Goals —
1: According to the passage about Wes Bellamy, what teaching position does he hold, and at which school?
2: From the passage about Wes Bellamy, list every position he is said to hold or to have held.

Provided passage —
· · · ·

Last week, the Charlottesville City Council in Virginia held a meeting to discuss what should be done about their one black colleague, current vice mayor and city council member Wes Bellamy, who was recently forced to resign from the state board of education after revelations that he has a long history of anti-white and other vulgar remarks.
It remains unresolved whether Mr. Bellamy will keep his city council seat and whether he should be fired from his position as computer science teacher at Albemarle High School. He is currently on administrative leave from his teaching job.
The entire controversy over Mr. Bellamy stems from the work of a single activist blogger, Jason Kessler. In late November, Mr. Kessler discovered and publicized Mr. Bellamy’s extensive record of offensive tweets. The city councilman has since protected his Twitter archive, but here are some of the things he said between 2009 and 2014 about whites:
I hate seeing White people in Orangeburg (This is the location of his alma mater, South Carolina State University.)
He retweeted the observation that white women “smell like future assault charges n deli meat,” tweeted that “White women=Devil” and “So sad seeing these beanpole body white women in these sundresses,” but also tweeted “This weekend I’ll be on a whitegirl diet u niggers should try it.”
Mr. Bellamy tweeted other surprising sentiments:
The city councilman also referred to one woman as a “lyin cunt.”

· · · ·

Entries provided —
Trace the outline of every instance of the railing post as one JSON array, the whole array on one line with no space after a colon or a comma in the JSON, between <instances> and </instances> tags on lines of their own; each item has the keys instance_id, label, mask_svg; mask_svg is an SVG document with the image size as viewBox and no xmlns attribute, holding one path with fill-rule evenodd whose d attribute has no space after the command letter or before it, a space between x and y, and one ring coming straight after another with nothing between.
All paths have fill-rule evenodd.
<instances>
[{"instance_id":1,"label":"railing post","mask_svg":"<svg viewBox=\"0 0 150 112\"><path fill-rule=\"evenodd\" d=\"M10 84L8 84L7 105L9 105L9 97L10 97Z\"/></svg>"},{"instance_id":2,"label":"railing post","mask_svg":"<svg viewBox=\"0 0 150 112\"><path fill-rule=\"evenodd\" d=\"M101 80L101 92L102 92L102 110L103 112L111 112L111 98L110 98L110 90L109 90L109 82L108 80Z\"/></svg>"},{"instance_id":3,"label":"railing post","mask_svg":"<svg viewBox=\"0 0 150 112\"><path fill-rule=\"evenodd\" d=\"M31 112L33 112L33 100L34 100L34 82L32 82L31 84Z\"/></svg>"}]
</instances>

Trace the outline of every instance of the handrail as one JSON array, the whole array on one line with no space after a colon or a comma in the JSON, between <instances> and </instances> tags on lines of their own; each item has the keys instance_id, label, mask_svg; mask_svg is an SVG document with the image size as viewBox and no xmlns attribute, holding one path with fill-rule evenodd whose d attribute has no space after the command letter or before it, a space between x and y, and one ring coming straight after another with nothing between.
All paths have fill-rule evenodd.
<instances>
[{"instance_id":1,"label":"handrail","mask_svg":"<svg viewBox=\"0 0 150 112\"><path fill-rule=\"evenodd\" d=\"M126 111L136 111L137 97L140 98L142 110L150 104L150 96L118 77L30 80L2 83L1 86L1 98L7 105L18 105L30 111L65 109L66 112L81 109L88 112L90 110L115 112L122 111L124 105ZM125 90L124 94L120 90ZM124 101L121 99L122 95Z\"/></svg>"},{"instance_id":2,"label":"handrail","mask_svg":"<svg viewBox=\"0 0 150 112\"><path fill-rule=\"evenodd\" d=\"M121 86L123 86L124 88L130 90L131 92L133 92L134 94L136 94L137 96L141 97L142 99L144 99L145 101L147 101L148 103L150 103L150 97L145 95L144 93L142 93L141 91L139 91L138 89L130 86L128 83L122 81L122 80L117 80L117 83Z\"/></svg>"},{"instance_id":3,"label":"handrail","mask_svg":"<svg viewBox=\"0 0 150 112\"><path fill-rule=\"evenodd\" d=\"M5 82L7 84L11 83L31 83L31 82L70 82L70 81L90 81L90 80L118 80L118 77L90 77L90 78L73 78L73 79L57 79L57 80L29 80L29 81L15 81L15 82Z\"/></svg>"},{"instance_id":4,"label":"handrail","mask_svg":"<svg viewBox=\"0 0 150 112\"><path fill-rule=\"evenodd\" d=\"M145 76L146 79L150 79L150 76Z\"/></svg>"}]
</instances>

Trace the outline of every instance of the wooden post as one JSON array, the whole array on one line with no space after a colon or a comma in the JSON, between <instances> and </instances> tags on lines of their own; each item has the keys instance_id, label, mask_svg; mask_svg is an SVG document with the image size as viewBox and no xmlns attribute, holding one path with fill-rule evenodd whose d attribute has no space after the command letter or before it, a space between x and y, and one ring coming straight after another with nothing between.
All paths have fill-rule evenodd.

· · · ·

Task results —
1: Computer science teacher at Albemarle High School

2:
- Vice mayor of Charlottesville
- Charlottesville City Council member
- Member of the Virginia state board of education (he was forced to resign)
- Computer science teacher at Albemarle High School